━━━ Data for processing ━━━

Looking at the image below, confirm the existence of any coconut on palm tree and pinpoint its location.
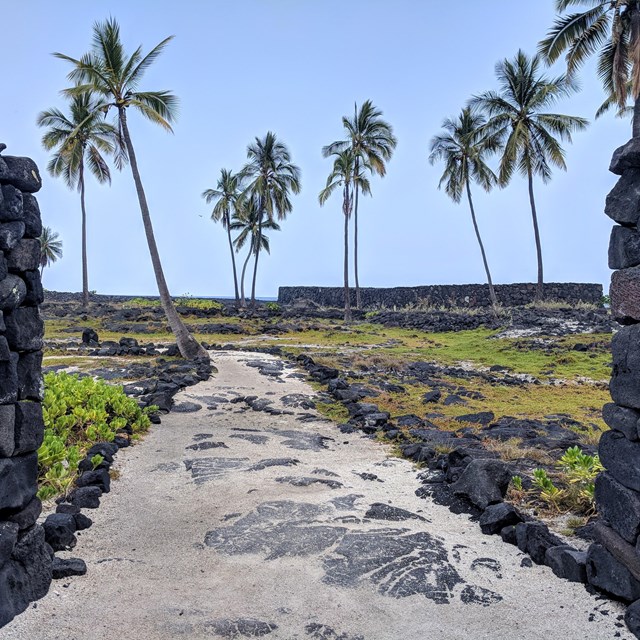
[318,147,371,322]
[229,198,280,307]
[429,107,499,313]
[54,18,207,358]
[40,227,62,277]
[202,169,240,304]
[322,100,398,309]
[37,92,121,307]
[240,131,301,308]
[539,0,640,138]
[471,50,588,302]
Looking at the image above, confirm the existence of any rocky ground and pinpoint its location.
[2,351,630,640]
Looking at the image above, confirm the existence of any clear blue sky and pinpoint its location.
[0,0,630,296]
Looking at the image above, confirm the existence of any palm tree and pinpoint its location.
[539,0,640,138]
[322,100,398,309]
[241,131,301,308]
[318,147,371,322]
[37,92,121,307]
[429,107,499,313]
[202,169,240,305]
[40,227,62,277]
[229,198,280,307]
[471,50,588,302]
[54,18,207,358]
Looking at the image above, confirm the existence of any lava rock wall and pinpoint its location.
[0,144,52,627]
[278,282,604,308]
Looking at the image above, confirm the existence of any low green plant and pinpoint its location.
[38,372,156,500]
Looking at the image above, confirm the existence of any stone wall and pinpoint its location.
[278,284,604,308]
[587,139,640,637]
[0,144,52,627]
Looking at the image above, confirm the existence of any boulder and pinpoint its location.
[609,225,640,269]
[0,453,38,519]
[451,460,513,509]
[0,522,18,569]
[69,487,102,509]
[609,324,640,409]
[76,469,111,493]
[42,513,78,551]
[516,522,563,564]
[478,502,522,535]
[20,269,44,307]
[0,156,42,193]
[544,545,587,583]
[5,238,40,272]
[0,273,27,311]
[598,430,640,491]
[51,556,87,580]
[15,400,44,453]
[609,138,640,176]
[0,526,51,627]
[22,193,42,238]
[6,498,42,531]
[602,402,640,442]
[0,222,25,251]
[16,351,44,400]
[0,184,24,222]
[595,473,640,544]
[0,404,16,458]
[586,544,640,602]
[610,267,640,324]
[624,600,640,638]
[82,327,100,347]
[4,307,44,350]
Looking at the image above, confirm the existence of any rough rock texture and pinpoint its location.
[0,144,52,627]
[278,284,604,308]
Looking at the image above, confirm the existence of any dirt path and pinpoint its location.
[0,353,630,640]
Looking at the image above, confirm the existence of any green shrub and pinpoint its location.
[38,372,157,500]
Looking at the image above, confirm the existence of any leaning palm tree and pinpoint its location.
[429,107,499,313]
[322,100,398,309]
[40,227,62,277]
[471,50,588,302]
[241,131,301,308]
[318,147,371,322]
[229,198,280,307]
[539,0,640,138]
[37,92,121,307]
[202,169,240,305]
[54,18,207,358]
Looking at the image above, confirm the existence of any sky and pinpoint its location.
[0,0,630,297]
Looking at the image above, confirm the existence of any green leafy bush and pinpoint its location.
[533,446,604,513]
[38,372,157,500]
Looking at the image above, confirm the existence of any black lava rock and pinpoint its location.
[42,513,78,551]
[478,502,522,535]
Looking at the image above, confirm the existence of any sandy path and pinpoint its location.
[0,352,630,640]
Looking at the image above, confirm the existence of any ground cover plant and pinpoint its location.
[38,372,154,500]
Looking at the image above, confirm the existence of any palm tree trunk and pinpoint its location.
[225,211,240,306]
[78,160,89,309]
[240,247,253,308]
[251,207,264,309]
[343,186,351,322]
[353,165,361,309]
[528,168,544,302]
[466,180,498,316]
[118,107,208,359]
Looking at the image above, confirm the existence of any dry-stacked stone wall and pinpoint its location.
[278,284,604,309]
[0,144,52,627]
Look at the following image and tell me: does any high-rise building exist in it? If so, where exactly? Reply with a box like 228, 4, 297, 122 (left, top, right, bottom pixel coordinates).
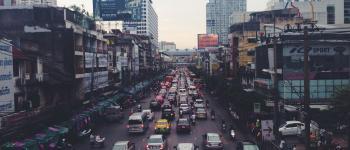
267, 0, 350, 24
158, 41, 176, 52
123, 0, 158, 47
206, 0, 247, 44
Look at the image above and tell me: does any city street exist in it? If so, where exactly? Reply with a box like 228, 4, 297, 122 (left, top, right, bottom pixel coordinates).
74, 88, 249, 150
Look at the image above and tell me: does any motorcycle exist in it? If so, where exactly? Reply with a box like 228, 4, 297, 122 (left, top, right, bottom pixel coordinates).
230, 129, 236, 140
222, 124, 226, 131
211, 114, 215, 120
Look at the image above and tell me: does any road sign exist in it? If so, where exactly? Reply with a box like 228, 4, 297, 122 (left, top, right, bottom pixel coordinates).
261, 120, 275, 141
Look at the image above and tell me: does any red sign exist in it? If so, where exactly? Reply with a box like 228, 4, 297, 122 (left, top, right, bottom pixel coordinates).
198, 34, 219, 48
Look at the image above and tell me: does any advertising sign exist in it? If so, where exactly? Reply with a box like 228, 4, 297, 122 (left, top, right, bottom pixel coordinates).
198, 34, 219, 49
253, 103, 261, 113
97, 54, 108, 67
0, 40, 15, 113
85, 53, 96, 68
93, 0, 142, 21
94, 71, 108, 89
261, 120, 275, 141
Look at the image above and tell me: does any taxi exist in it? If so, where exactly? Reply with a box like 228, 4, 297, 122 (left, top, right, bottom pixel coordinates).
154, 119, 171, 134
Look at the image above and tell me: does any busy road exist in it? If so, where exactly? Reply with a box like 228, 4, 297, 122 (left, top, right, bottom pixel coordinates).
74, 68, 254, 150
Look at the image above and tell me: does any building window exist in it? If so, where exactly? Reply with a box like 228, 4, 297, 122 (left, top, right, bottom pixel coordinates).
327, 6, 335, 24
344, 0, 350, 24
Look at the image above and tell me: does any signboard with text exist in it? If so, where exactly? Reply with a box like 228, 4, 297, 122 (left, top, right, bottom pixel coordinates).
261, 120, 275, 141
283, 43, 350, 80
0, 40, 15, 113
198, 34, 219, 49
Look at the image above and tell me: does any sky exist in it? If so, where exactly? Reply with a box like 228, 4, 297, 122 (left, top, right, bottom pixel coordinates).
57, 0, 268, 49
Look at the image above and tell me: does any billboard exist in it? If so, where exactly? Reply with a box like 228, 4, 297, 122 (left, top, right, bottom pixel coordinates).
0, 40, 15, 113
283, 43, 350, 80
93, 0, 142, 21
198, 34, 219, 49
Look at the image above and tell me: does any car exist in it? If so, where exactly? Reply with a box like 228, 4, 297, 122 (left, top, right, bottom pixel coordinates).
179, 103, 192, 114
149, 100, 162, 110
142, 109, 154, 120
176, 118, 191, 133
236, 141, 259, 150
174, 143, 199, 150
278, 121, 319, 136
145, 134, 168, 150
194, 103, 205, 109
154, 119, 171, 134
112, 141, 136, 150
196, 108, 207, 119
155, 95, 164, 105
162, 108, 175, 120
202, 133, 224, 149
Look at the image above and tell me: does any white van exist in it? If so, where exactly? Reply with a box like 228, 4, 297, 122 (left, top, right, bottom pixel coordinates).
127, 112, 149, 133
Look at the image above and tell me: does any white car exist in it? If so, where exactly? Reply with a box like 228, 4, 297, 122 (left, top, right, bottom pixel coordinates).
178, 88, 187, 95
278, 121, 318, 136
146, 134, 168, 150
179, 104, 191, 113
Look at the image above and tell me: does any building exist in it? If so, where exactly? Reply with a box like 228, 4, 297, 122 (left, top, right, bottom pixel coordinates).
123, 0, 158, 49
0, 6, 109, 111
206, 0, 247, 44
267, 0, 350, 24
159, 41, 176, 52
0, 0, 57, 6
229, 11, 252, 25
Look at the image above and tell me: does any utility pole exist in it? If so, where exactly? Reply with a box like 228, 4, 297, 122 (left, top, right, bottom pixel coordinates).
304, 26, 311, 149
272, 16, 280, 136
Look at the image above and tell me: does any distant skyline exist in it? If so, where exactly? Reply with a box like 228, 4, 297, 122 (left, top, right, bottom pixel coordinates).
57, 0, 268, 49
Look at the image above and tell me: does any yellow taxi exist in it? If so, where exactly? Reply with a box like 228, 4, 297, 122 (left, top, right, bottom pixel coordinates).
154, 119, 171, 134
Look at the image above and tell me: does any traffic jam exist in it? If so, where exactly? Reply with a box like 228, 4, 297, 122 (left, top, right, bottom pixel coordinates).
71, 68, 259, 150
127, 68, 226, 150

━━━

Reproduce everything above from the line containing "Look at the image above and tell me: does any motorcycle" down to the line containing "211, 114, 215, 120", both included, with every box coordinate in the answers multiplied by 2 and rounded to a whole number, halves up. Leave the requests, including the sample box format they give, unchanged.

Look at the image above and tell me: does any motorcycle exist in it? If so, where exactly? Reply with a box like 228, 4, 297, 122 (left, top, right, bottom pixel coordinates).
460, 258, 472, 280
444, 248, 452, 262
422, 228, 430, 240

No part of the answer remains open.